Write the next part of the passage on the regret of SETC, starting right after its last heading.
------ ARTICLE ------
Theorem (Regret of SETC): Let $\norm{\theta}_1\le 1$. Then, the regret $R_n$ of SETC satisfies
\begin{align*}
R_n \le 3 \norm{\theta}_1 + 16 \sum_{i:\theta_i\ne 0} \frac{\log(2n^2) }{|\theta_i|}\,.
\end{align*}

Since $R_{ni} \le 2 n |\theta_i|$ also holds, we immediately get a bound on the worst-case regret of SETC for $p$-sparse vectors:

Corollary (Worst-case regret of SETC): Let $n\ge 2$. The minimax regret of SETC $R_n^*$ over $\norm{\theta}_1\le 1$, $\norm{\theta}_0\le p$ satisfies
\begin{align*}
R_n \le 3p + 8 p \sqrt{ n \log(2n^2)} \,.
\end{align*}

Thus we see that SETC successfully trades the dimension $d$ for the sparsity index $p$ without ever needing the knowledge of $p$. This should be encouraging! Can this result be generalized beyond the hypercube? This is the question we investigate next.

However, we first finish the proof of the theorem by providing the proof of the lemma that claimed that the event $F_i$ has a small probability.

## Proof of $\Prob{F_i}\le 1/n$.
------ GIVEN RECORDS ------
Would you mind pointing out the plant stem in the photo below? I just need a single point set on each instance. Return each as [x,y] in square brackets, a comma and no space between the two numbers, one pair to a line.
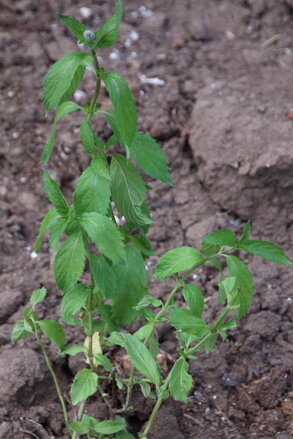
[56,382]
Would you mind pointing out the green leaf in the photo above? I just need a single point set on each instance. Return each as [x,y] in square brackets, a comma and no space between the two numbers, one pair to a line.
[84,385]
[54,194]
[123,105]
[49,220]
[109,427]
[104,276]
[141,358]
[265,250]
[38,296]
[73,301]
[77,28]
[244,283]
[88,138]
[221,238]
[108,35]
[131,286]
[104,233]
[65,108]
[185,321]
[194,298]
[53,331]
[145,151]
[246,232]
[73,350]
[62,78]
[19,331]
[128,190]
[104,361]
[92,192]
[56,232]
[79,427]
[69,261]
[180,381]
[176,260]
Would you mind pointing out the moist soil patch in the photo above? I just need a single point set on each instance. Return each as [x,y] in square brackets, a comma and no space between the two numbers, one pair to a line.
[212,81]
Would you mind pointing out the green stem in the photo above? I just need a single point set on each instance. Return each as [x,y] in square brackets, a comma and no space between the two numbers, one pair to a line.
[56,382]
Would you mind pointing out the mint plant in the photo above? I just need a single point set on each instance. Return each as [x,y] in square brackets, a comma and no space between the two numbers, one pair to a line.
[113,256]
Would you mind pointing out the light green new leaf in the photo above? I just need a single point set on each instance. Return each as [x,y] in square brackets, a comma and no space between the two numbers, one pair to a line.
[131,286]
[84,385]
[104,276]
[194,298]
[176,260]
[221,238]
[88,138]
[145,151]
[38,296]
[141,358]
[19,331]
[108,35]
[92,191]
[53,331]
[128,190]
[109,427]
[54,194]
[265,250]
[185,321]
[244,283]
[104,233]
[48,221]
[123,105]
[65,108]
[180,381]
[62,78]
[69,261]
[72,302]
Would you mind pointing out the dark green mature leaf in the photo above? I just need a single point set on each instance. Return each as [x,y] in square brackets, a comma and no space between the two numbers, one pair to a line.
[104,276]
[109,427]
[244,283]
[185,321]
[19,331]
[145,151]
[92,192]
[265,250]
[128,190]
[140,357]
[73,301]
[246,232]
[180,381]
[38,296]
[69,261]
[49,220]
[62,78]
[77,28]
[84,385]
[131,286]
[54,194]
[108,35]
[221,238]
[123,105]
[53,331]
[104,233]
[88,138]
[176,260]
[194,298]
[65,108]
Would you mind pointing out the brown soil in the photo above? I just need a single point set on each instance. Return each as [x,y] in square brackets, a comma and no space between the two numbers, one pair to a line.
[224,118]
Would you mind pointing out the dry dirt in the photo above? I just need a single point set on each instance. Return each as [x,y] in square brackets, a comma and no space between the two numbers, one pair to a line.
[222,110]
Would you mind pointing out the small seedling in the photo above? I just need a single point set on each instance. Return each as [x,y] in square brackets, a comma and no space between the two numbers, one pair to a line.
[115,255]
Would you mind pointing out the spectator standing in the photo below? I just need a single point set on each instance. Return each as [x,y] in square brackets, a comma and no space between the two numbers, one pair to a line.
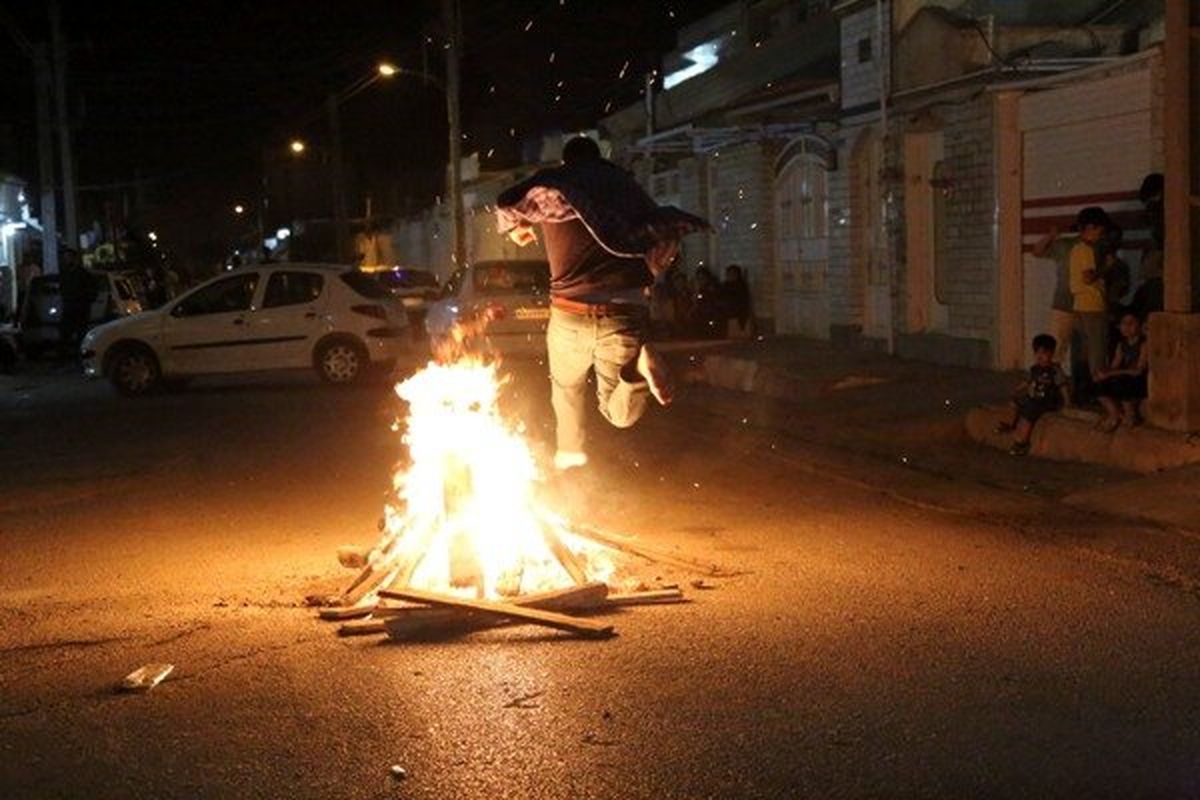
------
:: EXERCISE RESULT ::
Proof: Setting $\cF_t = \sigma(A_1,X_1,\dots,A_t,X_t)$, we see that $(Z_{ti})_t$ is $(\cF_t)_t$-adapted (note that $\cF_{t-1}$ now excludes $A_t$!). Letting $S_{ti} = \sum_{j\ne i} A_{tj} \theta_j$, we can write $Z_{ti} = A_{ti} S_{ti} + A_{ti}\eta_t$. We check that $Z_{ti}|\cF_{t-1}\sim \subG(2)$. With repeated conditioning we calculate
\begin{align*}
\EE{ \exp(\lambda Z_{ti} )|\cF_{t-1} }
&= \EE{ \EE{ \exp(\lambda Z_{ti} )|\cF_{t-1},A_t} |\cF_{t-1} } \\
&= \EE{ \exp(\lambda A_{ti} S_{ti} ) \EE{ \exp(\lambda A_{ti} \eta_t )|\cF_{t-1},A_t} |\cF_{t-1} } \\
&\le \EE{ \exp(\lambda A_{ti}S_{ti} ) \exp(\frac{\lambda^2}{2}) |\cF_{t-1} } \\
&= \exp(\frac{\lambda^2}{2})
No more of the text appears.